====== RECORDS FOR THIS TASK

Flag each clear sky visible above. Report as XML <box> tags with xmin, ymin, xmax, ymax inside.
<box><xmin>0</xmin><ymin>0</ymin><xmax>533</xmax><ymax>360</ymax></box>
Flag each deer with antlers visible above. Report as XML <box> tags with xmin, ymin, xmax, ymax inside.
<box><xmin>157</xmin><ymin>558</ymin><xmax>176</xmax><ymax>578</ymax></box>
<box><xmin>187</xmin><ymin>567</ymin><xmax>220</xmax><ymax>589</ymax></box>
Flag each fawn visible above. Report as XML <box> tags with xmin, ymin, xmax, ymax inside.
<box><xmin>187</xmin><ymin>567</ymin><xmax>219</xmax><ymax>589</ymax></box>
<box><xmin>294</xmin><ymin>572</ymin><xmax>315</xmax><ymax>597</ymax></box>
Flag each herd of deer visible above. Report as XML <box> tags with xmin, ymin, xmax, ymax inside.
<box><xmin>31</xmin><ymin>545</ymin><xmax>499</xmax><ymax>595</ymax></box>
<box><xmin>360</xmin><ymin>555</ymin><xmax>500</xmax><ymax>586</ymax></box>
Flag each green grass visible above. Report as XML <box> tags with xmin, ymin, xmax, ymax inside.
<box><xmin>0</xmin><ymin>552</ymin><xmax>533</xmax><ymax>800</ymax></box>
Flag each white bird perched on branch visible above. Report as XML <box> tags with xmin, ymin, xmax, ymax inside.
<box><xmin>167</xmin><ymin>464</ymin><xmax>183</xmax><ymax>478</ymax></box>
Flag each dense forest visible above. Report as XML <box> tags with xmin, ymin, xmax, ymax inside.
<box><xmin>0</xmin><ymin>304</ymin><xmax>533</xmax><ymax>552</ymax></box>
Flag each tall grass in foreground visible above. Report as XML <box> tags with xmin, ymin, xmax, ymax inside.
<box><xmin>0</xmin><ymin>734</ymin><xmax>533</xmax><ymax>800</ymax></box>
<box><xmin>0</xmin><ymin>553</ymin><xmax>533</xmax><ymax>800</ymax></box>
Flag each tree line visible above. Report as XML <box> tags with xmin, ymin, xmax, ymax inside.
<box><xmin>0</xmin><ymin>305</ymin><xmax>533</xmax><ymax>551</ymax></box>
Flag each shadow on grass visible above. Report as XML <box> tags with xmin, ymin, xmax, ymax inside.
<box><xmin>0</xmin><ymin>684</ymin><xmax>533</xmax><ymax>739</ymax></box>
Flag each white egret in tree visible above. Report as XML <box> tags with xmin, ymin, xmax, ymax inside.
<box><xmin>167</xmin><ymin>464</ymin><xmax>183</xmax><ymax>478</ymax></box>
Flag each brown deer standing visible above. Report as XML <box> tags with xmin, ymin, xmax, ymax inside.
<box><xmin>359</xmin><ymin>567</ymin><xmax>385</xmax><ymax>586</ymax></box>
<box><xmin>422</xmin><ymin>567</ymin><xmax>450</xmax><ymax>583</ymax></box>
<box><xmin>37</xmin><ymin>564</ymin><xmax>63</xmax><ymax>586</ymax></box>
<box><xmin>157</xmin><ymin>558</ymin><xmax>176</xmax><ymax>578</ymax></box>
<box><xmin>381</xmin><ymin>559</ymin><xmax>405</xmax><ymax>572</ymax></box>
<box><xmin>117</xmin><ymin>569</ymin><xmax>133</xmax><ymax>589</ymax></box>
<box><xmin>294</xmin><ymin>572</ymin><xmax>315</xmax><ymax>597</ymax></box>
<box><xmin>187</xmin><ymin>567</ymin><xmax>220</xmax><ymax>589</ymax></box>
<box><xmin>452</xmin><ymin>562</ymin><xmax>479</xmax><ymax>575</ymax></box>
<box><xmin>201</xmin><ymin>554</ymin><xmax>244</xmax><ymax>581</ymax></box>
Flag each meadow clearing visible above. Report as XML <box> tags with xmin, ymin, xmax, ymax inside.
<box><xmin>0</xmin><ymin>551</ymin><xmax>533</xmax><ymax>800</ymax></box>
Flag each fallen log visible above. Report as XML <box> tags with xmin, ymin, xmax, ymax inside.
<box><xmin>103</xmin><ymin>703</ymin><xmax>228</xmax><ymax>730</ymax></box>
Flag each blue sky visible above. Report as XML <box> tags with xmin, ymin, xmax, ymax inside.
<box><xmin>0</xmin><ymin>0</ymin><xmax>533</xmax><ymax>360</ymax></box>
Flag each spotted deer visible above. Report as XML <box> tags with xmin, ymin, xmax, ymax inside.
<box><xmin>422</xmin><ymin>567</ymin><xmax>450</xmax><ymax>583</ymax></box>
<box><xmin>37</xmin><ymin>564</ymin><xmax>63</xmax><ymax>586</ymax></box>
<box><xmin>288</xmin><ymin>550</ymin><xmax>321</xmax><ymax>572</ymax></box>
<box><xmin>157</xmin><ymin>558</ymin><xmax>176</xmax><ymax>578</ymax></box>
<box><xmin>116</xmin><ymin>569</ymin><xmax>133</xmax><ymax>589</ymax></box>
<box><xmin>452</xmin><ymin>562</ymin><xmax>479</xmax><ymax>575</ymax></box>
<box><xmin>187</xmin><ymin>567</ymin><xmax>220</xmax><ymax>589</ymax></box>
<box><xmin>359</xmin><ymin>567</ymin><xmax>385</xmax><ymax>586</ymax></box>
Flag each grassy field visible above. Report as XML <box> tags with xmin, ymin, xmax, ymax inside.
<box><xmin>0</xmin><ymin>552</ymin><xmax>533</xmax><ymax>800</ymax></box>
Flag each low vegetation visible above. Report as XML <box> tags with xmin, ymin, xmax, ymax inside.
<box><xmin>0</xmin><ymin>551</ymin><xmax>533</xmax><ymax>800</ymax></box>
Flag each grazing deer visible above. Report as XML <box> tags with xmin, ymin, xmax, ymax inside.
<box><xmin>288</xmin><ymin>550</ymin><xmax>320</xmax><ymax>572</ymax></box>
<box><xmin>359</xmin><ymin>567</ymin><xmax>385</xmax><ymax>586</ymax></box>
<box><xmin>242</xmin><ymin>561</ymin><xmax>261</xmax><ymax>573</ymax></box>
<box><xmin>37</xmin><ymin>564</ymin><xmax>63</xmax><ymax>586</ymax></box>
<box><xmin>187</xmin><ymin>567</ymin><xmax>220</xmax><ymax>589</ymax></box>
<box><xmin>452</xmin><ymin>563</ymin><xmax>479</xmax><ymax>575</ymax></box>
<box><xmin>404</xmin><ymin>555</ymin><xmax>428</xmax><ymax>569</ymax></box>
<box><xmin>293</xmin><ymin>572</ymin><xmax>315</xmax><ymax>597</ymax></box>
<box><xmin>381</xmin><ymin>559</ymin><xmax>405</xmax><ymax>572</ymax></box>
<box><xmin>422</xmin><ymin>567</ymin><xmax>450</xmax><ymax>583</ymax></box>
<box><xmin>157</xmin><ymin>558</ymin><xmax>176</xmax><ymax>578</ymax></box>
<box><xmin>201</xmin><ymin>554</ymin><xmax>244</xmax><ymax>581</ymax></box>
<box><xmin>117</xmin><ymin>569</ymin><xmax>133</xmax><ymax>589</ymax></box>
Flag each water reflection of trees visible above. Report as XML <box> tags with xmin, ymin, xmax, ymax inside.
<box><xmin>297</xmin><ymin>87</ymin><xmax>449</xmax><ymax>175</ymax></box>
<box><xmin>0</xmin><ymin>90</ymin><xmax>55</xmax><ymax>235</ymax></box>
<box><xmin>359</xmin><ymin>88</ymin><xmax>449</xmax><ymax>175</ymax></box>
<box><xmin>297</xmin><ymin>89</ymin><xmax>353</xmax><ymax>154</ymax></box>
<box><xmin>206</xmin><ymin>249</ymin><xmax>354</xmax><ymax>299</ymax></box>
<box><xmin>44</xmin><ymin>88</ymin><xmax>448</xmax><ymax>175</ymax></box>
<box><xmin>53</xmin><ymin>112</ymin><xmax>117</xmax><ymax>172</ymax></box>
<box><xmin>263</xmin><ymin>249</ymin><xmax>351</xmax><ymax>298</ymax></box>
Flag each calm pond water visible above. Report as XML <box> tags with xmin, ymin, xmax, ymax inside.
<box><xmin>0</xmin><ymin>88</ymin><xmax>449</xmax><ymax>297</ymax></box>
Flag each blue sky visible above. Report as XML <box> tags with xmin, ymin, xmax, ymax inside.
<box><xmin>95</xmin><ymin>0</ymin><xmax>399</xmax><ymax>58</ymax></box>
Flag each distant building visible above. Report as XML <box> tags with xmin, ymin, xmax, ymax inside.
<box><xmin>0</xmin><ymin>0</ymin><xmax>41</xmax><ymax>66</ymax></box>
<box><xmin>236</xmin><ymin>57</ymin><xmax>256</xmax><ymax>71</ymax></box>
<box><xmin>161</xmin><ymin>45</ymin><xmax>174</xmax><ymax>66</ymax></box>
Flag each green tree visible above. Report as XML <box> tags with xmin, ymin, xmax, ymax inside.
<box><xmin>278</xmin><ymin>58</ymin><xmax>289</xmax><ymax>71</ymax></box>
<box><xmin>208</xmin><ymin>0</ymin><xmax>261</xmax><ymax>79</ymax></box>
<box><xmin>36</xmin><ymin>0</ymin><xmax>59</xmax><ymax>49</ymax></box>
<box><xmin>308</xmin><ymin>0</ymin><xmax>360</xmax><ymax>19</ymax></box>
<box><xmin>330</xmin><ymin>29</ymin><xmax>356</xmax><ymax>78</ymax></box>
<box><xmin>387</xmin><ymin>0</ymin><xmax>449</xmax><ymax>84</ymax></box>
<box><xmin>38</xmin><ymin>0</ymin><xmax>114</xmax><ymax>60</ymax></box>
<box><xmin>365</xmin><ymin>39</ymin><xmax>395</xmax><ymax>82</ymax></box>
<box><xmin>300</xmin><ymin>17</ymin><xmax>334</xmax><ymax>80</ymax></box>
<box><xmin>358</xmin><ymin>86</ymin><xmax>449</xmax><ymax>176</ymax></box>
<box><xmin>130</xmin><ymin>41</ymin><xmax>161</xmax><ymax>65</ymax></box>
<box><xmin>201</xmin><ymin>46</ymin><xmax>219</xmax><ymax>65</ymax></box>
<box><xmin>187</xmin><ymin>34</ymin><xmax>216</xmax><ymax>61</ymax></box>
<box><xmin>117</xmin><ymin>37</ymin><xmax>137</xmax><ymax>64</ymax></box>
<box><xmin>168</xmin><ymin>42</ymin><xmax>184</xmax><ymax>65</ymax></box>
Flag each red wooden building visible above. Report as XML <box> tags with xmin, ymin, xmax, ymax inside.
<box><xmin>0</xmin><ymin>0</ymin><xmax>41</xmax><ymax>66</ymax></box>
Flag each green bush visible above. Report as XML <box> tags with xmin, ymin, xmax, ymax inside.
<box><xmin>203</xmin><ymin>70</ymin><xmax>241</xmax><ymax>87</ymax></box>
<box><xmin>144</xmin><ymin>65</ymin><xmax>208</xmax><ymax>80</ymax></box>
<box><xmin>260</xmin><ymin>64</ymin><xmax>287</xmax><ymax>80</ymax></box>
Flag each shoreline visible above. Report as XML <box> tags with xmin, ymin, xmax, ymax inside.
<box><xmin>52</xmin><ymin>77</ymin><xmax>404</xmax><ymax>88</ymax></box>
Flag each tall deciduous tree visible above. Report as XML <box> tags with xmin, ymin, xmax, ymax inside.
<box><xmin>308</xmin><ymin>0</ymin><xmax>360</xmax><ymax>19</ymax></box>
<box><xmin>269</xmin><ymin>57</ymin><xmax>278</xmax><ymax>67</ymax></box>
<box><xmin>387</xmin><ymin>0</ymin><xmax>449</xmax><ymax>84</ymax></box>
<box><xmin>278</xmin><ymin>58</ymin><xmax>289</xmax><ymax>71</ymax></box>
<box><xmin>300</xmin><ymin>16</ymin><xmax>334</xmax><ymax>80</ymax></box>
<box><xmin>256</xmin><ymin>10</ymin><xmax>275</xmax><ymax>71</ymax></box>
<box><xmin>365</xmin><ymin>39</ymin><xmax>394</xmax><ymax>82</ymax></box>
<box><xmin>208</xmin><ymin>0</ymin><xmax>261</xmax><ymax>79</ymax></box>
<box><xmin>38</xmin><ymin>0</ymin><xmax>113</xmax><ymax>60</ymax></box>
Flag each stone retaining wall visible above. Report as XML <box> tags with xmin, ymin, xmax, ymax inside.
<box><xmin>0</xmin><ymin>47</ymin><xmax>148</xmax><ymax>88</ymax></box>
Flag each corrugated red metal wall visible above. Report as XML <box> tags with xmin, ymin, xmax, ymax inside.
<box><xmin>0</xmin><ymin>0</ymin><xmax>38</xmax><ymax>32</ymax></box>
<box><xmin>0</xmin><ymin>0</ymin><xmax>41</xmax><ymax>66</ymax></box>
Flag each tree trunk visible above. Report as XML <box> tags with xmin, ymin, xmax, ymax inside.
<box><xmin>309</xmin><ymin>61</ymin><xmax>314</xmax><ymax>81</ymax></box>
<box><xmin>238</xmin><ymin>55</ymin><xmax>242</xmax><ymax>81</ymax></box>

============

#### WRITTEN TASK
Copy out the lines from the one containing "Flag each green bush" through the end of the items, swapping "tree trunk" for "tree stump" and leaving everything else unchanged.

#### SOLUTION
Flag each green bush visible above. Report as XML <box> tags with xmin, ymin, xmax, ymax inside.
<box><xmin>203</xmin><ymin>70</ymin><xmax>241</xmax><ymax>87</ymax></box>
<box><xmin>144</xmin><ymin>65</ymin><xmax>208</xmax><ymax>80</ymax></box>
<box><xmin>260</xmin><ymin>64</ymin><xmax>287</xmax><ymax>80</ymax></box>
Flag each shoreline visible above. Report as XML <box> tags with xmin, ymin, xmax, ymax inside.
<box><xmin>52</xmin><ymin>77</ymin><xmax>404</xmax><ymax>88</ymax></box>
Flag each tall deciduous tree visible above. Report as XML <box> tags with xmin, ymin, xmax, ymax inside.
<box><xmin>308</xmin><ymin>0</ymin><xmax>360</xmax><ymax>19</ymax></box>
<box><xmin>269</xmin><ymin>57</ymin><xmax>278</xmax><ymax>67</ymax></box>
<box><xmin>387</xmin><ymin>0</ymin><xmax>449</xmax><ymax>84</ymax></box>
<box><xmin>278</xmin><ymin>58</ymin><xmax>289</xmax><ymax>71</ymax></box>
<box><xmin>300</xmin><ymin>16</ymin><xmax>334</xmax><ymax>80</ymax></box>
<box><xmin>256</xmin><ymin>10</ymin><xmax>275</xmax><ymax>71</ymax></box>
<box><xmin>365</xmin><ymin>39</ymin><xmax>394</xmax><ymax>82</ymax></box>
<box><xmin>208</xmin><ymin>0</ymin><xmax>261</xmax><ymax>79</ymax></box>
<box><xmin>38</xmin><ymin>0</ymin><xmax>113</xmax><ymax>60</ymax></box>
Flag each stone retaining wall visible above. Report as XML <box> tags with xmin, ymin, xmax, ymax inside.
<box><xmin>0</xmin><ymin>47</ymin><xmax>148</xmax><ymax>88</ymax></box>
Flag each corrugated red metal wall visible above. Report as XML <box> tags with xmin, ymin, xmax, ymax inside.
<box><xmin>0</xmin><ymin>0</ymin><xmax>38</xmax><ymax>32</ymax></box>
<box><xmin>0</xmin><ymin>0</ymin><xmax>41</xmax><ymax>66</ymax></box>
Flag each tree stump visible above. Report as XML <box> tags with xmin, ymin, xmax, ymax inside.
<box><xmin>309</xmin><ymin>61</ymin><xmax>314</xmax><ymax>81</ymax></box>
<box><xmin>238</xmin><ymin>55</ymin><xmax>242</xmax><ymax>81</ymax></box>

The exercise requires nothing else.